BEGIN Records for the exercise

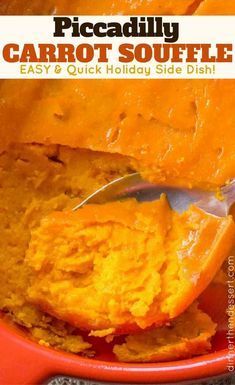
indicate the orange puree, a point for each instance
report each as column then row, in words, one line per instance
column 176, row 132
column 186, row 336
column 124, row 265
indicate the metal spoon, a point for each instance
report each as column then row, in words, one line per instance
column 133, row 185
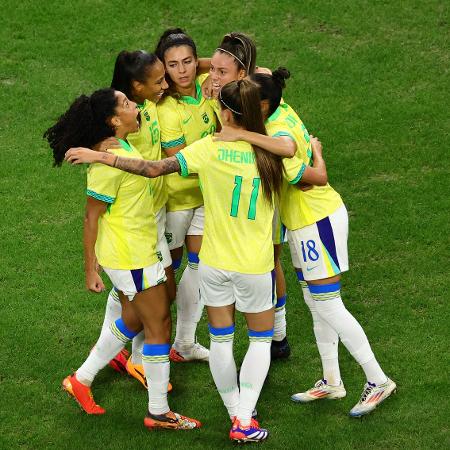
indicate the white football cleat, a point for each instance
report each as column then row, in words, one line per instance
column 320, row 390
column 194, row 352
column 372, row 396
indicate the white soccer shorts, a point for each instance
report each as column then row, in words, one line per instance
column 130, row 282
column 179, row 224
column 251, row 293
column 320, row 249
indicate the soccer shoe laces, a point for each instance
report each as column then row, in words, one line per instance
column 367, row 391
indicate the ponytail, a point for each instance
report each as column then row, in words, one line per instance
column 243, row 97
column 129, row 67
column 242, row 48
column 271, row 86
column 84, row 124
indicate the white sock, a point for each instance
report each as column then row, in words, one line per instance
column 327, row 341
column 113, row 309
column 189, row 307
column 155, row 359
column 253, row 373
column 331, row 309
column 136, row 348
column 110, row 342
column 279, row 326
column 223, row 367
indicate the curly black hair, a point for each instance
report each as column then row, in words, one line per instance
column 84, row 124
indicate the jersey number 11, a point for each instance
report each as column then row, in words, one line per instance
column 237, row 196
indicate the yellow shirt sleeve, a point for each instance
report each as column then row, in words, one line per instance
column 169, row 121
column 103, row 182
column 195, row 156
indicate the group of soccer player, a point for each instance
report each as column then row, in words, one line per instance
column 204, row 154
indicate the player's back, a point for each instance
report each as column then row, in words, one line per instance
column 238, row 218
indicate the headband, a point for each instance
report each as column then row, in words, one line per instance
column 226, row 106
column 234, row 56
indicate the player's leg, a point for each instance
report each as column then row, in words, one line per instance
column 324, row 247
column 254, row 297
column 217, row 293
column 152, row 306
column 113, row 312
column 112, row 339
column 189, row 305
column 280, row 347
column 134, row 364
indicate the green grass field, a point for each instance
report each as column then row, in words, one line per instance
column 371, row 79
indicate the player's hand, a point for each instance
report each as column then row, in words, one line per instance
column 81, row 155
column 94, row 282
column 316, row 146
column 106, row 144
column 227, row 134
column 304, row 186
column 207, row 88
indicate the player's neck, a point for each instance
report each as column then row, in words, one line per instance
column 187, row 91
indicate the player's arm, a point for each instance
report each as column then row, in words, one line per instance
column 203, row 65
column 149, row 169
column 317, row 174
column 94, row 209
column 171, row 151
column 279, row 145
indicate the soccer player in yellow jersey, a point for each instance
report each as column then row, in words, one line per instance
column 141, row 77
column 120, row 235
column 317, row 225
column 185, row 117
column 239, row 183
column 234, row 59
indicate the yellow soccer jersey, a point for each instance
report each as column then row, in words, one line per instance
column 299, row 209
column 148, row 143
column 127, row 231
column 184, row 121
column 238, row 219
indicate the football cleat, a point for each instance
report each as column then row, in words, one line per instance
column 372, row 396
column 320, row 390
column 170, row 421
column 252, row 433
column 137, row 371
column 194, row 352
column 119, row 362
column 280, row 349
column 82, row 394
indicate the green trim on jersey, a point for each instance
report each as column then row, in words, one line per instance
column 125, row 145
column 174, row 143
column 299, row 175
column 274, row 116
column 284, row 133
column 101, row 197
column 184, row 172
column 191, row 100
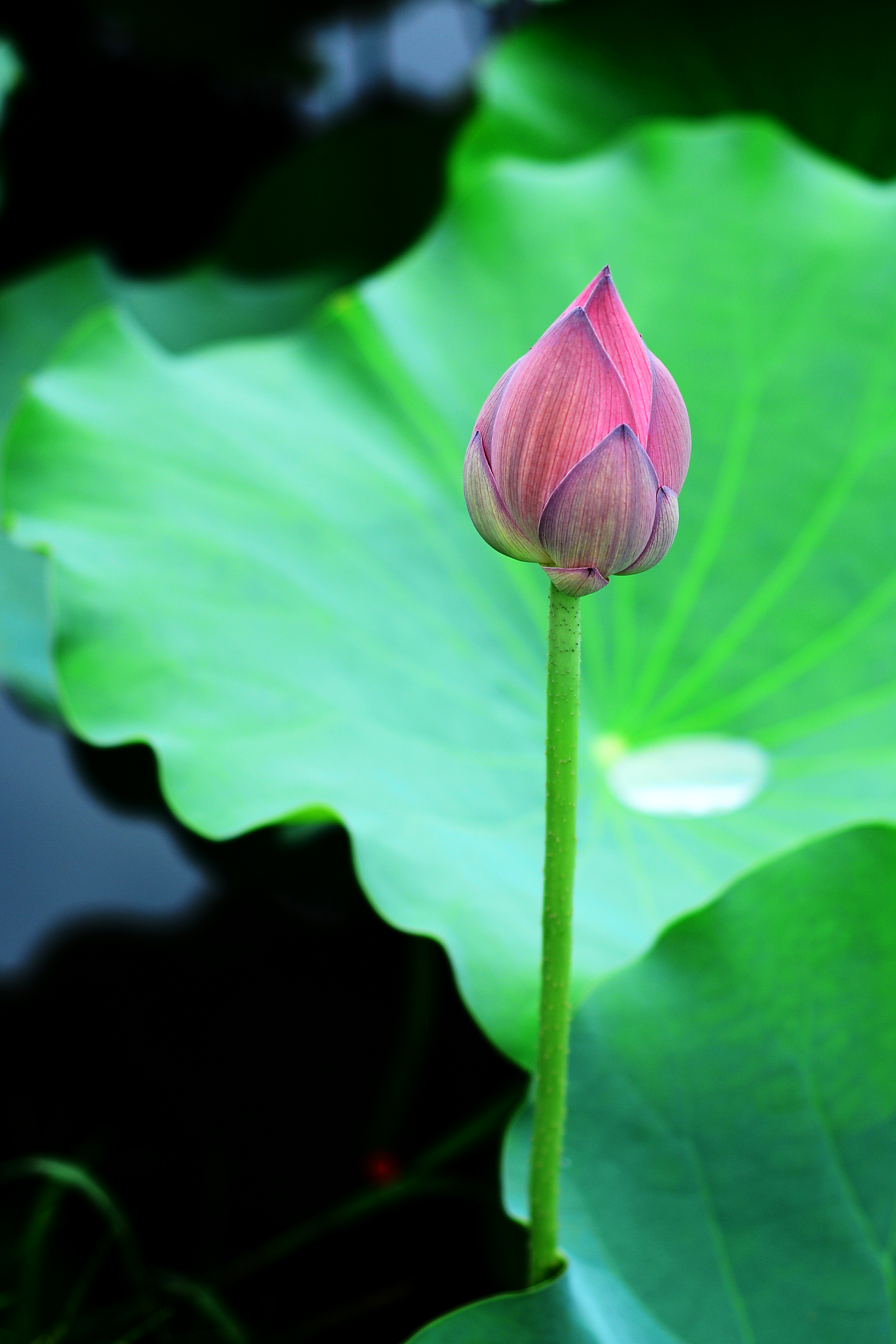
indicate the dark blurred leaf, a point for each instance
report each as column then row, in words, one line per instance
column 356, row 197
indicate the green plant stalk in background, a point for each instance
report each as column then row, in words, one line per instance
column 562, row 751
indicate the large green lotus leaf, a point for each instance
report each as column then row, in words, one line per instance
column 730, row 1170
column 182, row 312
column 262, row 564
column 551, row 91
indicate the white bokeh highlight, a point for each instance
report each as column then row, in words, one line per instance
column 699, row 776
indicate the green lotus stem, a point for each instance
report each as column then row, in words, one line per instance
column 565, row 640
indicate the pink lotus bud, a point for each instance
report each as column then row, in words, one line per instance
column 581, row 449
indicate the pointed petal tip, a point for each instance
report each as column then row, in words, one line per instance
column 577, row 582
column 670, row 436
column 488, row 511
column 663, row 535
column 602, row 512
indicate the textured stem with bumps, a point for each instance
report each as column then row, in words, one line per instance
column 565, row 640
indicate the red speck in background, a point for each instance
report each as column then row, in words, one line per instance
column 382, row 1167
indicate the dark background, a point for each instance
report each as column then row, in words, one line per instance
column 280, row 1050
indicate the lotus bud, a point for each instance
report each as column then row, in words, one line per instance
column 581, row 449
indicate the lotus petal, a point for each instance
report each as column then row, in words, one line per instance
column 562, row 400
column 486, row 420
column 664, row 533
column 670, row 436
column 625, row 347
column 602, row 512
column 577, row 582
column 488, row 511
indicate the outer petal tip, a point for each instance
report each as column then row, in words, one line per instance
column 663, row 535
column 489, row 512
column 602, row 512
column 577, row 582
column 670, row 435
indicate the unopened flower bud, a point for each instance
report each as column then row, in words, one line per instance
column 581, row 449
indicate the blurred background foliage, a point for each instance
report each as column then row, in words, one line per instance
column 166, row 158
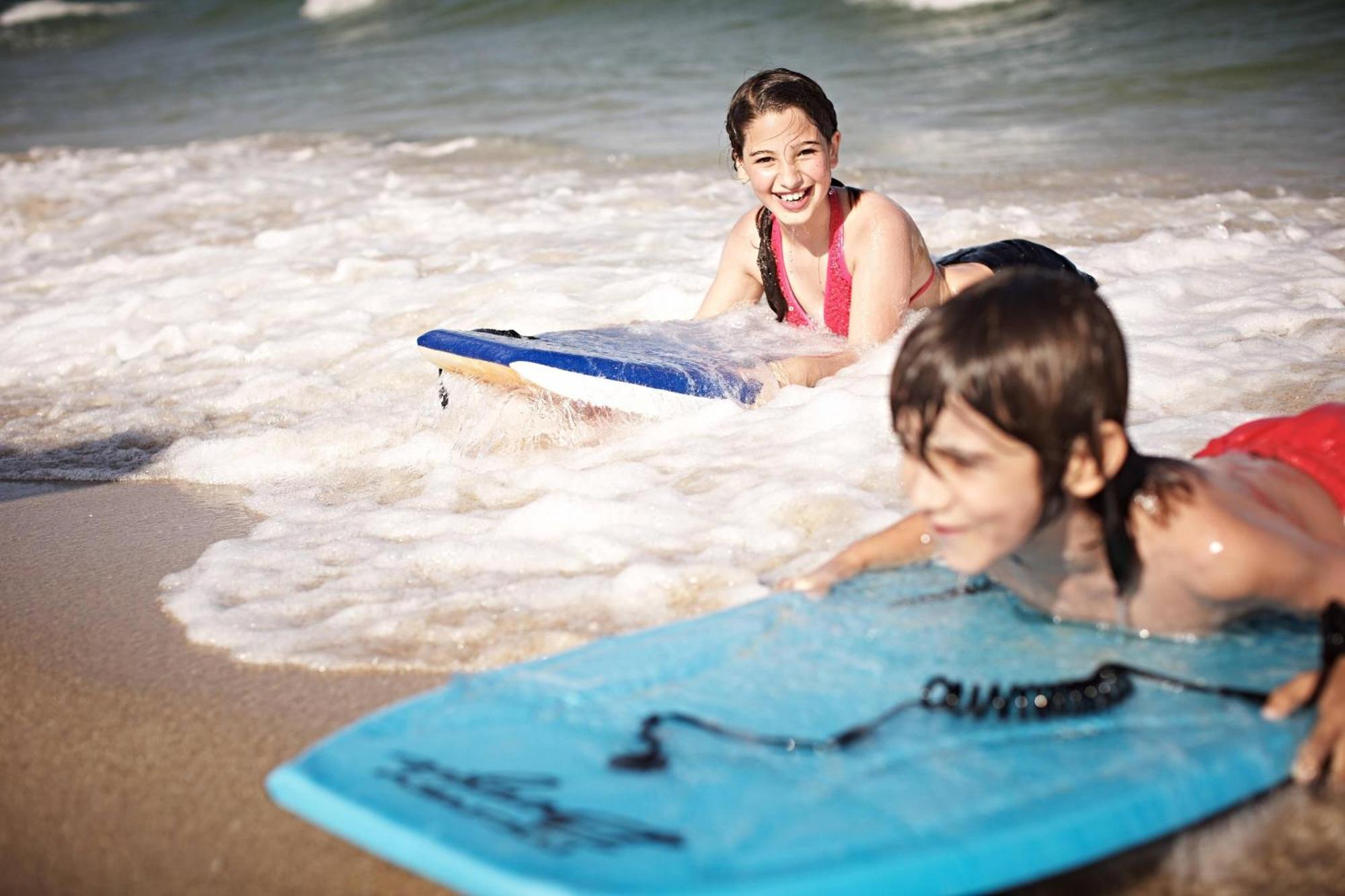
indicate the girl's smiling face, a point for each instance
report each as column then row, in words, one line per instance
column 978, row 486
column 789, row 163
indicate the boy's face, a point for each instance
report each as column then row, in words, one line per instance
column 980, row 489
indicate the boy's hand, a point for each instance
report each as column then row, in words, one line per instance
column 817, row 584
column 1327, row 741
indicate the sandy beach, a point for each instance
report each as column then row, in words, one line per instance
column 134, row 760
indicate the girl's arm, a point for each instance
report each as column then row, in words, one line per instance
column 880, row 241
column 738, row 282
column 882, row 247
column 905, row 542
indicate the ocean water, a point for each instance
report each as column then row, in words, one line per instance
column 224, row 224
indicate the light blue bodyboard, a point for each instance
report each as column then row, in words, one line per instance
column 500, row 782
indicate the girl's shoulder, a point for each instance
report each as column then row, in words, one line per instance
column 876, row 214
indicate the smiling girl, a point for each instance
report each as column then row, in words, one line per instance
column 825, row 255
column 1011, row 405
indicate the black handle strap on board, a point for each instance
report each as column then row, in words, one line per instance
column 1108, row 686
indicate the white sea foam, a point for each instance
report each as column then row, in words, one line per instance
column 45, row 10
column 245, row 313
column 938, row 6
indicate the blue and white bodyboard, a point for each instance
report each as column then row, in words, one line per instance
column 500, row 782
column 634, row 368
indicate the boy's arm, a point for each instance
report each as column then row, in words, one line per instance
column 900, row 544
column 1325, row 745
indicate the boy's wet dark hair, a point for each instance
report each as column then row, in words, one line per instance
column 1039, row 354
column 766, row 92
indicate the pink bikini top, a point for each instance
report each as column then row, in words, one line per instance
column 836, row 303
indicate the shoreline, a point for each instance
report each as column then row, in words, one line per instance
column 134, row 760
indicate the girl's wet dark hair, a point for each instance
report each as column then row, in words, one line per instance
column 1039, row 354
column 766, row 92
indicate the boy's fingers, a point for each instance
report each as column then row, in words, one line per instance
column 1313, row 752
column 1291, row 696
column 1339, row 763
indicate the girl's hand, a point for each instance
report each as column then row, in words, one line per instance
column 773, row 376
column 1327, row 741
column 817, row 584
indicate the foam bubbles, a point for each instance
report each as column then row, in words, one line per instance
column 245, row 314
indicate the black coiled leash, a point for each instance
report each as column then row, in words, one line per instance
column 1110, row 685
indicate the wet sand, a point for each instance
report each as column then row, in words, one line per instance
column 134, row 762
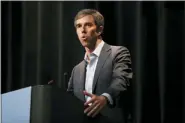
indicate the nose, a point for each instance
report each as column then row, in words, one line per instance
column 83, row 29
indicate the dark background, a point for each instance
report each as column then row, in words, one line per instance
column 39, row 44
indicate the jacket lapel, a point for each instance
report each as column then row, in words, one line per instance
column 105, row 52
column 82, row 72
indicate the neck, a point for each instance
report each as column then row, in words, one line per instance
column 91, row 49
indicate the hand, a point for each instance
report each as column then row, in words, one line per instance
column 98, row 102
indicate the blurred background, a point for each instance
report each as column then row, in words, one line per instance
column 39, row 44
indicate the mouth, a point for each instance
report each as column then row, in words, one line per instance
column 83, row 37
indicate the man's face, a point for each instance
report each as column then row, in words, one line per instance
column 87, row 31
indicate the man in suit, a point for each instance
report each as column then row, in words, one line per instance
column 102, row 79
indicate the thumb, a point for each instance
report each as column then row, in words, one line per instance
column 87, row 94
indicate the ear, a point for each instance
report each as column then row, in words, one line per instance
column 100, row 30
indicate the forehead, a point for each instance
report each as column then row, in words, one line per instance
column 85, row 19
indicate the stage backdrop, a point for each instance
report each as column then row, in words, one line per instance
column 39, row 43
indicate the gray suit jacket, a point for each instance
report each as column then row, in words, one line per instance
column 112, row 75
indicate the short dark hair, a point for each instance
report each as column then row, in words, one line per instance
column 98, row 17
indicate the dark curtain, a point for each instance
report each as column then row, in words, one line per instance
column 39, row 43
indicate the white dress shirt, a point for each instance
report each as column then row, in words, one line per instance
column 90, row 71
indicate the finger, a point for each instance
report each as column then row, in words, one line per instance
column 97, row 111
column 90, row 101
column 94, row 110
column 88, row 109
column 88, row 94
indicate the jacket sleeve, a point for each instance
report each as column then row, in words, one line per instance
column 122, row 73
column 70, row 83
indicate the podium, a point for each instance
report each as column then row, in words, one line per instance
column 41, row 104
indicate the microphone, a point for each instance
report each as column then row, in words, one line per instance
column 65, row 81
column 51, row 82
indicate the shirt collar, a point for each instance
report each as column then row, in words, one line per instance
column 97, row 50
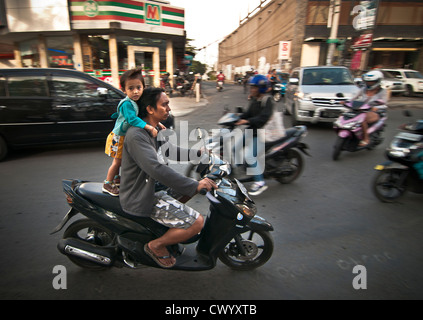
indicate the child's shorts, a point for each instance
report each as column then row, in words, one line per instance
column 114, row 146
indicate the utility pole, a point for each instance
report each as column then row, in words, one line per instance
column 333, row 23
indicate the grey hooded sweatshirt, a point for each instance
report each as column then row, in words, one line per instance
column 140, row 170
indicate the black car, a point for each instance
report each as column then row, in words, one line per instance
column 45, row 106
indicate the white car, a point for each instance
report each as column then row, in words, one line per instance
column 413, row 79
column 317, row 94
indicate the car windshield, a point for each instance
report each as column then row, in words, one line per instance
column 387, row 74
column 327, row 76
column 413, row 74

END Records for the exercise

Problem description: Each line above that contains the word "black" should be returned.

Written answer:
indicate the curly black hair, a point for each instance
indicate the black handle strap on board, a point for each instance
indicate the black coiled leash, a point for each instance
indicate the black car, a point for each instance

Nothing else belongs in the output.